### [SET EXERCISE]
Could you rewrite every line of the items below as a Markdown table with the columns Row and Line text, numbering each row and skipping blank lines? Leave the pictures out of the answer.

## Begin

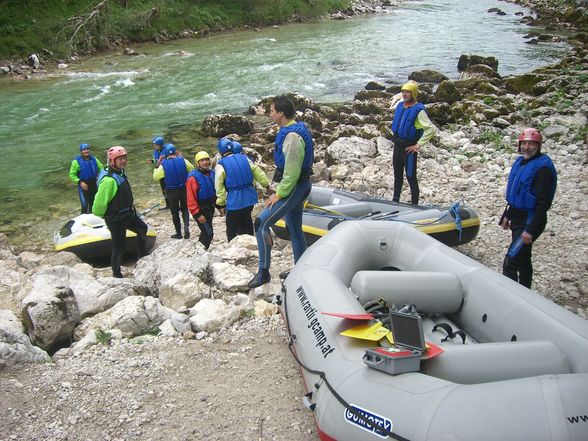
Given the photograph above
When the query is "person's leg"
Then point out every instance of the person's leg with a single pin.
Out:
(293, 219)
(411, 177)
(511, 264)
(247, 222)
(162, 185)
(525, 265)
(174, 208)
(118, 234)
(185, 213)
(83, 200)
(137, 225)
(231, 218)
(398, 157)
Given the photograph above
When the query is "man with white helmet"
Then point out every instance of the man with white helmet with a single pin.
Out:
(83, 172)
(235, 178)
(201, 196)
(158, 145)
(412, 129)
(530, 190)
(114, 203)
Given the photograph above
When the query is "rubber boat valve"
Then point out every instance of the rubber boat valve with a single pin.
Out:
(307, 403)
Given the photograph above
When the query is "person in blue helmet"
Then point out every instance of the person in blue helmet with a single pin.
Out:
(83, 172)
(236, 195)
(174, 170)
(530, 191)
(293, 157)
(158, 144)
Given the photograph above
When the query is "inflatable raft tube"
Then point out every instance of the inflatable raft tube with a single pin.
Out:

## End

### [CORRECT OUTPUT]
| Row | Line text |
|---|---|
| 1 | Given the photograph above |
| 2 | When the query is "person's leg" |
| 3 | Then point out every instance of the person's leg with a single pin. |
| 4 | Out: |
| 5 | (293, 219) |
| 6 | (411, 177) |
| 7 | (511, 264) |
| 8 | (247, 222) |
| 9 | (162, 185) |
| 10 | (525, 265) |
| 11 | (174, 208) |
| 12 | (118, 234) |
| 13 | (185, 213) |
| 14 | (83, 200) |
| 15 | (137, 225) |
| 16 | (231, 218) |
| 17 | (398, 157) |
| 18 | Given the photograph above |
| 19 | When the query is "man with white helmet" |
| 20 | Then point out every instance of the man with white helmet with a single pin. |
| 21 | Out: |
| 22 | (83, 172) |
| 23 | (235, 178) |
| 24 | (201, 196) |
| 25 | (158, 145) |
| 26 | (412, 129) |
| 27 | (530, 190) |
| 28 | (114, 203) |
| 29 | Given the photograph above |
| 30 | When the query is "rubber boat valve" |
| 31 | Then point out every instance of the rubber boat valve with a single pin. |
| 32 | Out: |
| 33 | (307, 403) |
| 34 | Given the photograph above |
| 35 | When the query is "person in blue helmet" |
| 36 | Then point out every instance of the person in blue helmet with a single pin. |
| 37 | Out: |
| 38 | (83, 172) |
| 39 | (236, 195) |
| 40 | (174, 170) |
| 41 | (530, 191) |
| 42 | (293, 157) |
| 43 | (158, 144) |
| 44 | Given the photograph above |
| 45 | When the query is "inflatable raft tube" |
| 46 | Then point out every instance of the inflatable raft tube with a single pin. |
| 47 | Out: |